▸ **TEXTE FOURNI**:
__________________________________________________
COUR D'APPEL D'AIX EN PROVENCE
10e Chambre
ARRÊT AU FOND
DU 22 OCTOBRE 2015
N° 2015/440
Rôle N° 14/15696
[J] [R]
C/
[M] [F]
ASSOCIATION TUTELAIRE DES PERSONNES PROTÉGEE DES A LPES MARITIMES
Grosse délivrée
le :
à :
Me Valentini
Me Escallier
Décision déférée à la Cour :
Jugement du Tribunal de Grande Instance de GRASSE en date du 05 Juin 2014 enregistré au répertoire général sous le n° 12/00549.
__________________________________________________
▸ **DONNÉES EXTRAITES**:
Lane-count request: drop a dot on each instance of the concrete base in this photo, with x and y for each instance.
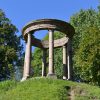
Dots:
(64, 78)
(52, 76)
(24, 78)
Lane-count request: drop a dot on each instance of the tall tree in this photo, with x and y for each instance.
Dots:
(86, 46)
(10, 47)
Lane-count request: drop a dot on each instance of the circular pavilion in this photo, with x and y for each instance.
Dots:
(51, 25)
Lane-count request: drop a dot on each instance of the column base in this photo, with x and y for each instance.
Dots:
(49, 75)
(64, 78)
(24, 78)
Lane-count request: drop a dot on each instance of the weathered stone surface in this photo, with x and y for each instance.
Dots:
(51, 25)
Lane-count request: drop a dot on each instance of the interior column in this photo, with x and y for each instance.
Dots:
(51, 55)
(64, 62)
(69, 60)
(44, 63)
(27, 61)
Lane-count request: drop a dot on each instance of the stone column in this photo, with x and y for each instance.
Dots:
(51, 56)
(27, 61)
(44, 63)
(69, 60)
(64, 62)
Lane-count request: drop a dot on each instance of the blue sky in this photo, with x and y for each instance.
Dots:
(21, 12)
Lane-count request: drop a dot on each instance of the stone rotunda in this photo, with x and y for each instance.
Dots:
(51, 25)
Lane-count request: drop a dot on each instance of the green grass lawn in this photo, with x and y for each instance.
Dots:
(47, 89)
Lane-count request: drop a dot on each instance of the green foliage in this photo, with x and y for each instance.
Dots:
(10, 48)
(47, 89)
(86, 46)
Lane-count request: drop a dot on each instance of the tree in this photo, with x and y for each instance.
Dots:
(10, 47)
(86, 46)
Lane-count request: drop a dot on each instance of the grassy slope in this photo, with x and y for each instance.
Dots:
(47, 89)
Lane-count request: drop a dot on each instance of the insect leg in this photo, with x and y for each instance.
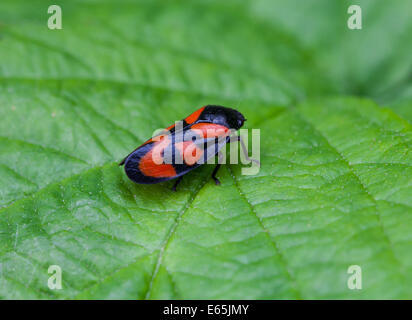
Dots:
(214, 174)
(244, 149)
(176, 183)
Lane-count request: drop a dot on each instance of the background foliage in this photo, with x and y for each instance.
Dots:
(333, 106)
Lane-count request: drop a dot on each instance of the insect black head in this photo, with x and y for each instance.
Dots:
(228, 117)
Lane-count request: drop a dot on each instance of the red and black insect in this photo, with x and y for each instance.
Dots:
(201, 136)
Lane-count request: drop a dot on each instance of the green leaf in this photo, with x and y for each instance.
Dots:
(335, 185)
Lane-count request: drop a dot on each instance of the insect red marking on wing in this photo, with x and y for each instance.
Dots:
(210, 130)
(151, 164)
(194, 116)
(191, 153)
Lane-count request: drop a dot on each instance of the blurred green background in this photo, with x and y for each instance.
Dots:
(334, 106)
__________________________________________________
Relevez tous les numéros de référence qui figurent dans l'en-tête de l'arrêt, en indiquant pour chacun à quoi il correspond.

▸ **RÉPONSE RÉDIGÉE**:
- N° 2015/440 : numéro de l'arrêt
- Rôle N° 14/15696 : numéro de rôle
- n° 12/00549 : numéro d'enregistrement au répertoire général du jugement du Tribunal de Grande Instance de Grasse